_Information shown_
□ □ □

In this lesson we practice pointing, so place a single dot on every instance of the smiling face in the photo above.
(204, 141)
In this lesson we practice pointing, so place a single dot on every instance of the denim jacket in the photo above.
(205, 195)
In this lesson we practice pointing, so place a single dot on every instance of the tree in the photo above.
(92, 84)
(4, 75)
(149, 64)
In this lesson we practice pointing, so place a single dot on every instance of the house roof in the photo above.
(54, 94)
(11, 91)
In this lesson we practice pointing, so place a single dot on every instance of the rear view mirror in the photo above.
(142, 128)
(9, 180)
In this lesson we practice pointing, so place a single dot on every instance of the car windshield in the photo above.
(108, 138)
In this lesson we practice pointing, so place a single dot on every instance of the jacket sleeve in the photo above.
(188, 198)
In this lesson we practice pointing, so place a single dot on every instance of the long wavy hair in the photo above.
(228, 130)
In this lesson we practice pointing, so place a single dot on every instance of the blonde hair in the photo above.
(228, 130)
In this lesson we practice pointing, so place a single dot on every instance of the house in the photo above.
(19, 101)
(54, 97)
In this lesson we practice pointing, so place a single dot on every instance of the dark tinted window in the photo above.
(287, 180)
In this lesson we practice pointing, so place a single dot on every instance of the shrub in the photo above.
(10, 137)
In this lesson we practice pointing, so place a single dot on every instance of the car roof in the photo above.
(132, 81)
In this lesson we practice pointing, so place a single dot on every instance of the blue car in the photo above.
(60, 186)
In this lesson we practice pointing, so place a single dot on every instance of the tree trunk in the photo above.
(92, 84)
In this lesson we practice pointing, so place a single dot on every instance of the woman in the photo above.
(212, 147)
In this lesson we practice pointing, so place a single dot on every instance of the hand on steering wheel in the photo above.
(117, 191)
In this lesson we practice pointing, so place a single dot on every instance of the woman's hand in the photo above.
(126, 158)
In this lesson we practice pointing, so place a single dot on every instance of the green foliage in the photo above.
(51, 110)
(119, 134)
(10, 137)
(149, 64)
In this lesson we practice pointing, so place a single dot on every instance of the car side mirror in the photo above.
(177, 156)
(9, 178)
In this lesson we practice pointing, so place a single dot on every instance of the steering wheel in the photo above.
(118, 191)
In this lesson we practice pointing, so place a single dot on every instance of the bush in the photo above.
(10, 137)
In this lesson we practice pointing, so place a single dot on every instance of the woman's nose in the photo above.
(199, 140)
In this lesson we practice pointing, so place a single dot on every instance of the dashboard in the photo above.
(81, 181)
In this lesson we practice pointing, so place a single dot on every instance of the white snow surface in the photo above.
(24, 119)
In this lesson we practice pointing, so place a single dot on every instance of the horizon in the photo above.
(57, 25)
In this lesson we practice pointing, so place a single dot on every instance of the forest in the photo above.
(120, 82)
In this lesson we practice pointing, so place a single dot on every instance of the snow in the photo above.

□ □ □

_Goal_
Write out exactly the lines of the entries above that run from the line containing "foliage in the photo above." through the last line, including both.

_Result_
In this lesson we practice pointing, so place a single dot on every instance of the green foliage in the photo above.
(51, 110)
(119, 134)
(10, 137)
(149, 64)
In this lesson we practice pointing, so place a single dot on every instance of the car side mirror in the photo above.
(177, 156)
(9, 178)
In this lesson we practice pointing, so place a single dot on every instance of the steering wheel in the photo above.
(118, 191)
In this lesson we practice pointing, so place a single dot on every instance of the bush in the photo above.
(10, 137)
In this lesson we practice pointing, so place a single dot on every instance of the woman's nose in the photo above.
(199, 140)
In this lesson we practice pointing, so place a single dot on every instance of the dashboard in the photo above.
(81, 181)
In this lesson we practice pointing, so place a single dot on every instance of the white snow surface in the photo above.
(24, 119)
In this lesson we practice pointing, so place a single dot on every instance of the horizon in the photo above.
(57, 25)
In this lesson we practice pointing, so place a single dot on every instance of the forest in the photo above.
(120, 82)
In this lesson we practice pointing, so place a single dot on every instance of the snow in the photo above.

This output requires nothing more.